36 If it were damnable, &c.] Shakspeare shows his knowledge of human nature in the conduct of Claudio. When Isabella first tells him of Angelo's proposal, he answers, with honest indignation, agreeably to his settled principles,

Thou shalt not do't.

But the love of life being permitted to operate, soon furnishes him with sophistical arguments; he believes it cannot be very dangerous to the soul, since Angelo, who is so wise, will venture it. 1 JOHNSON..

37 -delighted spirit-] i. e. the spirit accustomed here to ease and delights. This was properly urged as an aggravation to the sharpness of the torments spoken of. The Oxford editor, not apprehending this, alters it to dilated. As if, because the spirit in the body is said to be imprisoned, it was crowded together likewise; and so by death not only set free, but expanded too; which, if true, would make it the less sensible of pain.

WARBURTON.

38 the corrupt deputy scaled.] To scale may mean to disorder, to disconcert, to put to flight. An army routed is called by Hollinshed an army scaled. The word sometimes signifies to diffuse or disperse; at others, as I suppose in the present instance, to put into confusion.

STEEVENS.

39 -brown and white bastard.] Bastard was a kind of sweet wine then much in vogue, from the Italian bastardo.

WARBURTON.

40-since, of two usuries, &c.] Here a satire on usury turns abruptly to a satire on the person of the usurer, without any kind of preparation. We may be assured then, that a line or two, at least, have been lost; the subject of which we may easily discover-a comparison between the two usurers; as, before, between the two usuries. So that, for the future, the passage should be read with asterisks thus-by order of law, *** a furr'd gown, &c. WARBURTON.

Sir Thomas Hanmer corrected this with less pomp: then since of two usurers the merriest was put down, and the worser allowed, by order of law, a furr'd gown, &c. His punctuation is right, but the alteration, small as it is, appears more than was wanted. Usury may be used by an easy licence for the professors of usury.

JOHNSON.

After all that the commentators have said here, I can see no reason for the Clown's moralizing on the different fate of two usurers. By the merry usury, which the law had put down, I can only suppose him to mean the traffic in the suburbs, where the principal and her agent divided the profits; in other words, his own profession of a bawd.

** Problem 1 **
In the listing, take the lines starting with the line with "Task: the pointer indicates each instance of the sneaker" and going on through the line with "[[219, 82]]", and rename "sneaker" to "running shoe" wherever it occurs, leaving everything else unchanged. Return only those lines.

** Provided data **
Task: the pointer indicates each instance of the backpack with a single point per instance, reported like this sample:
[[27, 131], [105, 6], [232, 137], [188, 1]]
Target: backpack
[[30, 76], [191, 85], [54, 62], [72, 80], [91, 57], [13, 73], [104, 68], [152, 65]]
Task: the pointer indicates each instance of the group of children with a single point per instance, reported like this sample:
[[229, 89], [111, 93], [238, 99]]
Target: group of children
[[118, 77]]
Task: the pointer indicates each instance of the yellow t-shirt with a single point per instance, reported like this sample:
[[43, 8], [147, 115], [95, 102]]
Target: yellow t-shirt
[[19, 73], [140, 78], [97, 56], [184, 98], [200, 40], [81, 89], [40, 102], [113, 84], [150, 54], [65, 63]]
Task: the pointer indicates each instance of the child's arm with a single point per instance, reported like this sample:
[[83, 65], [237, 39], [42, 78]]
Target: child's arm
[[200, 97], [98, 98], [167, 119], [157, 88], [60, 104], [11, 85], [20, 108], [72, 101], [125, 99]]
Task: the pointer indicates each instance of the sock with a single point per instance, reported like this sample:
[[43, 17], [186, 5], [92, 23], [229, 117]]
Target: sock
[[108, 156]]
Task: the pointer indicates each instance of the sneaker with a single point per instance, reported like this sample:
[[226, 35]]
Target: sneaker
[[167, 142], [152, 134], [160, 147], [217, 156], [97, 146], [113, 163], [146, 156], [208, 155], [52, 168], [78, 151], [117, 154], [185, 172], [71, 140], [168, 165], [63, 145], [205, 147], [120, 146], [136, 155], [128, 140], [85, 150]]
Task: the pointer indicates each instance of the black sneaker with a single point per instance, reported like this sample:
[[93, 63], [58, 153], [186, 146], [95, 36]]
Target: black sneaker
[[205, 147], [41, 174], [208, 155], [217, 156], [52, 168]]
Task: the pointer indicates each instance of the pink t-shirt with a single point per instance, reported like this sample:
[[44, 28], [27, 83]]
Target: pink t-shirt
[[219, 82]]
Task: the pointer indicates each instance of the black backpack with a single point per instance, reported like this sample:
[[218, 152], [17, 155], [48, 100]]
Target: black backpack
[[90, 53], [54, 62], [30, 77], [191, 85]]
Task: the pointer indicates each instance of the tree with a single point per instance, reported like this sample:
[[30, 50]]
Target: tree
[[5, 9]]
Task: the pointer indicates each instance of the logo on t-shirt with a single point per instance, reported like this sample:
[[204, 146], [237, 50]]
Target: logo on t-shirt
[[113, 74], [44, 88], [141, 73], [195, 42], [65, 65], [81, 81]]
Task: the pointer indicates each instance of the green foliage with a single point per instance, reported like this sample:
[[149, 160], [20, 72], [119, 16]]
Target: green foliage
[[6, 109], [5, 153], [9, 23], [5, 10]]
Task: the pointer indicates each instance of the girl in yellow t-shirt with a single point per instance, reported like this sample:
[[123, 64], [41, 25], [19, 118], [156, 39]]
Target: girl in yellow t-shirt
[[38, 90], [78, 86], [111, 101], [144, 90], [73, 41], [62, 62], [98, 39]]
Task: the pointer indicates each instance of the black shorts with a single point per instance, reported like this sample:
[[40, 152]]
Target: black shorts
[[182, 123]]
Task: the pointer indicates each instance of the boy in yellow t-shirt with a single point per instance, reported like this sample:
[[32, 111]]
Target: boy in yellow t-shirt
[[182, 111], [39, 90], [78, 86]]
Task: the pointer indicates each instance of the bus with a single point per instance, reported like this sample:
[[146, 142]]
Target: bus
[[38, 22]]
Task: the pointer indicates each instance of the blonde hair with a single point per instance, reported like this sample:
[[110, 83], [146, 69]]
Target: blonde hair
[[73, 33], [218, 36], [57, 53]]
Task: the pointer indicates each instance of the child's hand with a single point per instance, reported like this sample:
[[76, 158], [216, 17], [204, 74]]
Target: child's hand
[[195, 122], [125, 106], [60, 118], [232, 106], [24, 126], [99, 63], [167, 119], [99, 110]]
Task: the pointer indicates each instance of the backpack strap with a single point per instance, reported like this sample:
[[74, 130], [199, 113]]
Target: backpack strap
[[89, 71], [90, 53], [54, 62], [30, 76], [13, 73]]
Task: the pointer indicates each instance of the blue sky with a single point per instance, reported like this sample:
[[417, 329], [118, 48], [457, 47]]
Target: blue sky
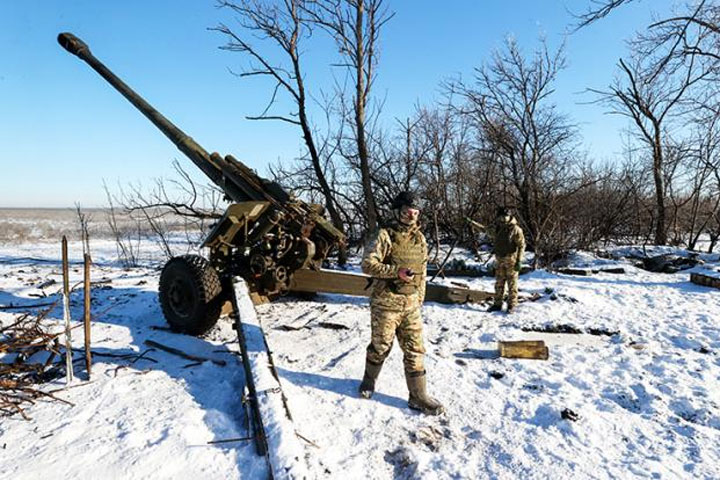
[[63, 129]]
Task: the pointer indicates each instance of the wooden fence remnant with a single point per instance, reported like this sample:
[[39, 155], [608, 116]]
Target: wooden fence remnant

** Problem 2 **
Copy the Shakespeare commentary word for word, starting with "38 the corrupt" and going on through "put into confusion.".

** Correct response 1 **
Task: the pointer indicates each instance of the running shoe with a single point per instance, reported like this sample:
[[226, 35]]
Target: running shoe
[[167, 142], [152, 134], [160, 147], [217, 156], [97, 146], [113, 163], [146, 156], [208, 155], [52, 168], [78, 151], [117, 154], [185, 172], [71, 140], [168, 165], [63, 145], [205, 147], [120, 146], [136, 155], [128, 140], [85, 150]]
Task: the pointer indicates each instance of the black running shoe with a single point per instance, reported like this sample:
[[93, 63], [58, 153], [186, 146], [95, 36]]
Target: black running shoe
[[205, 147], [41, 174], [208, 155], [217, 156], [52, 168]]
Task: the pointer indicates each instance of the pink t-shirt with a single point per instance, reported like this sample:
[[44, 28], [27, 83]]
Target: pink t-shirt
[[219, 82]]

** Correct response 2 **
38 the corrupt deputy scaled.] To scale may mean to disorder, to disconcert, to put to flight. An army routed is called by Hollinshed an army scaled. The word sometimes signifies to diffuse or disperse; at others, as I suppose in the present instance, to put into confusion.